[Supplied passage — start]

Driven by necessity

Saturday. Somewhere in wintertime.

Billy Baker takes us surfing – in New England – in February.

The pandemic forced restaurants to change their service models to focus on online ordering and delivery. Now, many mom and pop operations seem to have well designed and regularly updated online menus, and the delivery sites work even better. That’s good news for the software developers that build these things and, ultimately, for customers.

I’m not great with faces and since everyone is wearing masks these days, it’s even harder to pick people you know out of the crowd at the grocery store. (But at least now I have an excuse for not recognizing someone.)

The Guardian has the story on that guy and his company buying up all the music, including Neil Young’s catalog.

And since the new Apple M1 Macs are super powerful and efficient, they should be great for mining crypto, right? Well actually…

Walk right in, sit right down

Well, it’s Friday. Today is the anniversary of the first World Trade Center bombing.

Who will be the new US Ambassador to Ireland? Some Boston names are in the mix.

[Supplied passage — finish]
[Data section — start]

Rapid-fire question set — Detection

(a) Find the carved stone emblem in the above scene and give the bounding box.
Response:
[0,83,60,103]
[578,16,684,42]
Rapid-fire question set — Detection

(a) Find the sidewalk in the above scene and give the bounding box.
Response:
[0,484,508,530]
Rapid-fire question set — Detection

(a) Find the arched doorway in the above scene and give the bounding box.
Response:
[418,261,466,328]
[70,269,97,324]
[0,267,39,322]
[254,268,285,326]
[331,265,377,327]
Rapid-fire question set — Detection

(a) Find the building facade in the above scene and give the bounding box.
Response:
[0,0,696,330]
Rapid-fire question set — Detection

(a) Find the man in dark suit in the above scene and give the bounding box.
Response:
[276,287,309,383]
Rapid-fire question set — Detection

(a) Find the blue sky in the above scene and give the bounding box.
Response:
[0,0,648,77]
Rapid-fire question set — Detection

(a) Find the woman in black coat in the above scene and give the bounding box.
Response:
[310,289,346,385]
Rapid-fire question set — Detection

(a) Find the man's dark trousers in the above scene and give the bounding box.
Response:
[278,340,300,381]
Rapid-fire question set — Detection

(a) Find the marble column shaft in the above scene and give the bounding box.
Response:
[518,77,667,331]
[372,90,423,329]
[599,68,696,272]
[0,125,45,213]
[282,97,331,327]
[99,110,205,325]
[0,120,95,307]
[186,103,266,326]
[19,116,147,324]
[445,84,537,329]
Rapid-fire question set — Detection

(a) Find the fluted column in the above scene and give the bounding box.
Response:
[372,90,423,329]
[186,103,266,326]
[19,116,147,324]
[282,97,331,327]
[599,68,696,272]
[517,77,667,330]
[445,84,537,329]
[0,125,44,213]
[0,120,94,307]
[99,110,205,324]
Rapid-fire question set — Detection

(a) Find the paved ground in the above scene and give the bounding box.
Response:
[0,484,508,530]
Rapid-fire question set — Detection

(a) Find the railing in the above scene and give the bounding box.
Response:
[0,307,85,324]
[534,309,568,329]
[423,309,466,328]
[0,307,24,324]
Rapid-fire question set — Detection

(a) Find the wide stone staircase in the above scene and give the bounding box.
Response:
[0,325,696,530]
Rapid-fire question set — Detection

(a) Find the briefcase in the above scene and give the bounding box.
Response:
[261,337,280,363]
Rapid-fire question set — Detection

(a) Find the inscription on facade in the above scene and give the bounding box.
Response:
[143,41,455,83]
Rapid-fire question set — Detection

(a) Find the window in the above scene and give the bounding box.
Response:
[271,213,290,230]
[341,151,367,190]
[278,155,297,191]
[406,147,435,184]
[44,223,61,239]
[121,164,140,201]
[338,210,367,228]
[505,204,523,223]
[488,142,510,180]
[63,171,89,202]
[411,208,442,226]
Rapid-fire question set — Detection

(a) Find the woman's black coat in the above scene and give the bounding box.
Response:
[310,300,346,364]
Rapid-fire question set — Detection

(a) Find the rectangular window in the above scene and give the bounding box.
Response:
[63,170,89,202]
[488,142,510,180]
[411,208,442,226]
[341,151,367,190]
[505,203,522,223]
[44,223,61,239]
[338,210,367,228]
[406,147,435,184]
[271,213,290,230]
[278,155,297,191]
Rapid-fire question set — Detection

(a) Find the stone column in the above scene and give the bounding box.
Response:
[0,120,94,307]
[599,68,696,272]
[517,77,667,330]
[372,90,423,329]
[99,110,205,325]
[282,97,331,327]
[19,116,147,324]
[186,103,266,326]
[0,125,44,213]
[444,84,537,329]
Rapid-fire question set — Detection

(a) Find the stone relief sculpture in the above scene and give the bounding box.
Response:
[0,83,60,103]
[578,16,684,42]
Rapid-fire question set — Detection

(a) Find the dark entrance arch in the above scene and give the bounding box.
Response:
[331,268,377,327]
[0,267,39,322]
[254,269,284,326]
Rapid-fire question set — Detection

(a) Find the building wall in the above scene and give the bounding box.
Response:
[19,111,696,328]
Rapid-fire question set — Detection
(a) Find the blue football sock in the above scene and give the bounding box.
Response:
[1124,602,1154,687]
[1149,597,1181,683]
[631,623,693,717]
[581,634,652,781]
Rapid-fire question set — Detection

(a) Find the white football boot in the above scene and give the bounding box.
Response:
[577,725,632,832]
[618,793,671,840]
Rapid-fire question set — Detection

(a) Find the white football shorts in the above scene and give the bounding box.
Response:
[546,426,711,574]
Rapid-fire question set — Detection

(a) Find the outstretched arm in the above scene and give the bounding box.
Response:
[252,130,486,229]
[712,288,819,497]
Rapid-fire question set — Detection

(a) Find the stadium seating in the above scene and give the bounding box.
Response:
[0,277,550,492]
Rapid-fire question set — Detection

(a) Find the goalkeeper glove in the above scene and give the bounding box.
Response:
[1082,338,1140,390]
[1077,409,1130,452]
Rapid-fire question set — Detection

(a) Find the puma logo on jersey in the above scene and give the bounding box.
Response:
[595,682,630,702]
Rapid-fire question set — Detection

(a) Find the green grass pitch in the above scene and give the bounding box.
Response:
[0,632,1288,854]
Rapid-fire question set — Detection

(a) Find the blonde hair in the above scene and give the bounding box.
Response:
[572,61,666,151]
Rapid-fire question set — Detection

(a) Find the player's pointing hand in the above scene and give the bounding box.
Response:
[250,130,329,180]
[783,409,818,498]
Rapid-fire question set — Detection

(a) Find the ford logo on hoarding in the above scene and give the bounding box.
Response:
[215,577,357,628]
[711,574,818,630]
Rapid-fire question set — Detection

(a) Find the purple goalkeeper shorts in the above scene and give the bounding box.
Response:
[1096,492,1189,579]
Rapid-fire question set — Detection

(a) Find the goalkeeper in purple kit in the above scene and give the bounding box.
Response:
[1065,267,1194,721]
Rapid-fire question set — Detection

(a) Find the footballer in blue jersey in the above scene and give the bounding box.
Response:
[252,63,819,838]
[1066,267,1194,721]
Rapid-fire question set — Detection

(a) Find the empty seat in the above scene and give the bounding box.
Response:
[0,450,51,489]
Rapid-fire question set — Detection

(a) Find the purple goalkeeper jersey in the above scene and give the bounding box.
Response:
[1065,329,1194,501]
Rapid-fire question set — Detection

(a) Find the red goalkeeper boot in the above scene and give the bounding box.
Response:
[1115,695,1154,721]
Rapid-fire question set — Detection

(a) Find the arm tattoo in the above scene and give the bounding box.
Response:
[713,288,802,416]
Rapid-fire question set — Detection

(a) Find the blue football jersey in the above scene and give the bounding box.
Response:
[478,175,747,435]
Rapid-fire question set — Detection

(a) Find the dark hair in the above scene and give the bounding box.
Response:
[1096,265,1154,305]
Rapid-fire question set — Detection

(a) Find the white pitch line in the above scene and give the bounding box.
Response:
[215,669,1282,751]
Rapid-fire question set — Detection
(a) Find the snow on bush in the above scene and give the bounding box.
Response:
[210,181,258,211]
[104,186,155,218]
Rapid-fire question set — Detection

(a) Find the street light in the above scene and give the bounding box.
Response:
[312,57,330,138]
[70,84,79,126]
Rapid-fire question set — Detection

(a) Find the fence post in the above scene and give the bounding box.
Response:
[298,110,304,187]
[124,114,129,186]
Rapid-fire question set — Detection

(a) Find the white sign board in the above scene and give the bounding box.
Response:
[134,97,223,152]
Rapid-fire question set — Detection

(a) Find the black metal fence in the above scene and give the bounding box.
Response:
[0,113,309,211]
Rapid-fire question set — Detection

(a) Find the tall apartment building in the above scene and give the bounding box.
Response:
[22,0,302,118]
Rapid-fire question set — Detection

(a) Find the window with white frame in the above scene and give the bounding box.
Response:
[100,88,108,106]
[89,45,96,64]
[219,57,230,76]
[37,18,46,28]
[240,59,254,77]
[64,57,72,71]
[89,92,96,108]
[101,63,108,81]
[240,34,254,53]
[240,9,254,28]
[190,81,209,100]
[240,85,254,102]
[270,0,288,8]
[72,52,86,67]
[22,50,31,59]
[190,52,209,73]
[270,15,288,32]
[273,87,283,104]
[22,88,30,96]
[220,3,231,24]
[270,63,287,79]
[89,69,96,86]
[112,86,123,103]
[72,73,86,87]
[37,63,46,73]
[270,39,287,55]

[Data section — finish]

■ **Task objective**: Continue the news roundup from its last line, adding a few more short items in the same casual style.

■ **Task answer**:
Mark Sullivan covers the Senate hearing last week on the Russia-based Solar Winds hack. The bottom line: This was a new type of attack vector that we did not see coming. It was also a huge intelligence sharing and coordination failure.

If you’re a nervous flier booking a trip, you might, as this NYT article suggests, want to research what type of plane you’ll be flying on or even the model and manufacturer of the engines. Not me. In some cases ignorance is bliss. This is one of those cases.

John Adams and Alia Beard Rau explain how to build and sustain an audience for an online newspaper, in this case the Arizona Republic. First, you have to kill the zombies.

And it looks like an arms race is brewing. The new fully-automatic Hyper Mach-100 is a step up from the pump-action Hyper Siege-50, holding a hundred rounds of ammo with a super-fast reload capability. Not your father’s Nerf guns.

Sausage making in a windowless room

Good morning on this beautiful Thursday.

Annabel Battistella, otherwise known as Fanne Foxe, died this week at 84. Her 1974 performance at the Pilgrim Theater in the combat zone, with Wilbur Mills in attendance, rocked the national political scene.

What happens in committee stays in committee. Arguments about transparency on Beacon Hill are getting personal. On the matter of releasing public testimony transcripts, CommonWealth Magazine reports that one rep said that it would be an undue burden on staff and that they didn’t have the technical capacity to do it. Coming from a member of the body that passed legislation requiring all the other government agencies in the state to jump through those same hoops, that seems just a tiny bit hypocritical.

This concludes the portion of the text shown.